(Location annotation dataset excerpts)
>> Begin

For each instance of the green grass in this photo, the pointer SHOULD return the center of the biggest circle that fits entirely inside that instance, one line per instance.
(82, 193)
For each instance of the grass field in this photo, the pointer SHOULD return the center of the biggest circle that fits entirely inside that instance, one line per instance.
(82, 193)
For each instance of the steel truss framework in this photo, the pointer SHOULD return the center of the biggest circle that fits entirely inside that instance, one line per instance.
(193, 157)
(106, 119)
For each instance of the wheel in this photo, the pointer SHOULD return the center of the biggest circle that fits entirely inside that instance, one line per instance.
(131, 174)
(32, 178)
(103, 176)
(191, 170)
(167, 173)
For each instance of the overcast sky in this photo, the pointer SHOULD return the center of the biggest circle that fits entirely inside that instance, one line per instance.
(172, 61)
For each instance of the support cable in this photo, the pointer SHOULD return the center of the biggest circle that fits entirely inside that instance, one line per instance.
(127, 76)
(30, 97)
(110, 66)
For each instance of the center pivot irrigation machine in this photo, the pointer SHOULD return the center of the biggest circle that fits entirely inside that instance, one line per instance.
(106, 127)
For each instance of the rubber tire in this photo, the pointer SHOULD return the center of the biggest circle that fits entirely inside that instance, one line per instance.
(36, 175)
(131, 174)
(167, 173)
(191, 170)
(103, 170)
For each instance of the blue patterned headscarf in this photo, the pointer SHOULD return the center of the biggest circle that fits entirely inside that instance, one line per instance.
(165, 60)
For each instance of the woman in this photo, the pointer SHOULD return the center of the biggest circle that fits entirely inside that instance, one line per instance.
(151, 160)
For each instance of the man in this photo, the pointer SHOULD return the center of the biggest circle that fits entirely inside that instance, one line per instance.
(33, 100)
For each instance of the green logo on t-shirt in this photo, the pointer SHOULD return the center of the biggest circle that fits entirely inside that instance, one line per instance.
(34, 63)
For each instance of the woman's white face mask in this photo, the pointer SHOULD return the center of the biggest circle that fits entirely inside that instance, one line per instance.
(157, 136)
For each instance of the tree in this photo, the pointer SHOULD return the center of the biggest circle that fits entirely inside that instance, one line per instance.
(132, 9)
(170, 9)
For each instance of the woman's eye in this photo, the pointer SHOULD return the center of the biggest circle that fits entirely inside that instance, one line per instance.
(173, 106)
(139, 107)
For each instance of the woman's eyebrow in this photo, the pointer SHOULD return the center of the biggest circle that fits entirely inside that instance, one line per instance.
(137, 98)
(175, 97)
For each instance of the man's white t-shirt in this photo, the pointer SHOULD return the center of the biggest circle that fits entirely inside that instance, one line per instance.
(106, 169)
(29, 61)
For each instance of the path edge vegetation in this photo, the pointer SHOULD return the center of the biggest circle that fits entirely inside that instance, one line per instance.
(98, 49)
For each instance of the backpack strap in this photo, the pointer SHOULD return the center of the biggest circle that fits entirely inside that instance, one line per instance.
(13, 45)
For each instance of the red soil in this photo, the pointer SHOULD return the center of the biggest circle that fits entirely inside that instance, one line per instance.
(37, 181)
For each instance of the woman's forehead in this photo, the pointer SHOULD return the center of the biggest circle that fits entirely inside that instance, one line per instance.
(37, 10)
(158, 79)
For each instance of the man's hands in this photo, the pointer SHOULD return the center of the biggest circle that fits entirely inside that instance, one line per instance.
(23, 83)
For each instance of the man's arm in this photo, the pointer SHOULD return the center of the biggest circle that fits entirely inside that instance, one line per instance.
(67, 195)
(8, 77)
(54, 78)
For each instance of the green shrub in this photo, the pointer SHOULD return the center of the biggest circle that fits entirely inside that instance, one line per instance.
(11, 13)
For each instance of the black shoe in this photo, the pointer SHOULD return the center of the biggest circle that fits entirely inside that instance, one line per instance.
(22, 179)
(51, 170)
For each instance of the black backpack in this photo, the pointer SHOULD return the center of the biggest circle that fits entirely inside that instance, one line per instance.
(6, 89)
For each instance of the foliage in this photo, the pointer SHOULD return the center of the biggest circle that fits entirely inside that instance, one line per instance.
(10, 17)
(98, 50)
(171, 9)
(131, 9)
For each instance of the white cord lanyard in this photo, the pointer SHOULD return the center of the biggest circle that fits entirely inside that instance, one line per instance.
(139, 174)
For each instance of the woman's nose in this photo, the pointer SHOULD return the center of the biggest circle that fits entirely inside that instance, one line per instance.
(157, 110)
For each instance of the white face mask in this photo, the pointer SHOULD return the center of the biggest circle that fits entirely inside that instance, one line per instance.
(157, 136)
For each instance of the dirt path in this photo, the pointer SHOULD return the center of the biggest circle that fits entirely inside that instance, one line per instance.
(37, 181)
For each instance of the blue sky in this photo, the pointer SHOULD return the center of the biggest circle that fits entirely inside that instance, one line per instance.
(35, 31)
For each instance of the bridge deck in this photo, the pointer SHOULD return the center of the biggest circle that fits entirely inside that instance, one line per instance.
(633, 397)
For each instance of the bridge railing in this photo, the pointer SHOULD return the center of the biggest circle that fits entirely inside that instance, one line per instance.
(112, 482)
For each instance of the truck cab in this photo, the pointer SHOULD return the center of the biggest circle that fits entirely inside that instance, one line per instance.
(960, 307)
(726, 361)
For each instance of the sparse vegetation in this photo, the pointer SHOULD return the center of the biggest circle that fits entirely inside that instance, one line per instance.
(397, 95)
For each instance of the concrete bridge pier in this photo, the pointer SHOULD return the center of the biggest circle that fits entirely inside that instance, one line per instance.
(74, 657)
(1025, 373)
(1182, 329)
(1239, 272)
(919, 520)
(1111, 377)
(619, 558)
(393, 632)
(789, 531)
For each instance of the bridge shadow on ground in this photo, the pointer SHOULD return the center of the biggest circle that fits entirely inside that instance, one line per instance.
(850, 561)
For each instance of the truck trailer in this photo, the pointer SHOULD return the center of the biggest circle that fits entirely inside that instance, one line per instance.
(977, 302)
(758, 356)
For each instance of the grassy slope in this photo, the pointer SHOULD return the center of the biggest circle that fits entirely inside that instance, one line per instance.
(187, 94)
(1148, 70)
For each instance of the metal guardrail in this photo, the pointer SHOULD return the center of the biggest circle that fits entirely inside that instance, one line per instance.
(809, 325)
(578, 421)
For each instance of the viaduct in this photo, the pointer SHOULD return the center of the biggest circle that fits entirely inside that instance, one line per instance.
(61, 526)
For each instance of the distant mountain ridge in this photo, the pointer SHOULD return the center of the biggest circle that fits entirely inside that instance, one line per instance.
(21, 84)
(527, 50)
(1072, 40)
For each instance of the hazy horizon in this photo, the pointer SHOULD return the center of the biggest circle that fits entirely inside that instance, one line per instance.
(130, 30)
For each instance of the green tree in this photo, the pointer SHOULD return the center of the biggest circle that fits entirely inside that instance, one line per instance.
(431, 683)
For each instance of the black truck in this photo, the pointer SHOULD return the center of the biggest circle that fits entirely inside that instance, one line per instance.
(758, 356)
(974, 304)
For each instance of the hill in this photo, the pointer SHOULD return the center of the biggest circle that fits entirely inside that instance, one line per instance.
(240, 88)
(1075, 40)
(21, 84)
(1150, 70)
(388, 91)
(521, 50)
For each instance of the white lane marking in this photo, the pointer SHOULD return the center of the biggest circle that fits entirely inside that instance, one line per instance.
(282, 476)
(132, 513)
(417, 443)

>> End

*EXERCISE DESCRIPTION*
Write the lines out exactly, from the one with "For each instance of the distant" down to the last line of the listing, and leave out all others.

*SOLUTION TO THE PROBLEM*
For each instance of the distant mountain ridge in this photo, the pointer SHOULD return the center of the biggest circle that fits entirely inside that instance, one line per instance.
(21, 84)
(527, 50)
(1072, 40)
For each instance of the hazy horizon in this photo, the pointer SHOULD return the center of the biggest circle that fits entirely inside that instance, one line per instance.
(130, 30)
For each instance of the green tree in this photo, the pointer SHOULD return the center of the biggest circle that fits entirely inside that instance, one line per instance.
(431, 683)
For each instance of the black truck in this photo, the pointer SHOULD return the center of the biggest circle that fits entirely inside that instance, one line per instance.
(758, 356)
(974, 304)
For each instance of the hill in this photo, the pointer SHOULD return the center of the biggest circle that fits entirely inside that instance, one line per instance.
(240, 88)
(1075, 40)
(21, 84)
(1150, 70)
(388, 91)
(521, 50)
For each instance of the white lane marking in this photo, the pointer SHOULD return the center of the biggest circle that fits entirely inside that instance, one line per instance.
(282, 476)
(132, 513)
(417, 443)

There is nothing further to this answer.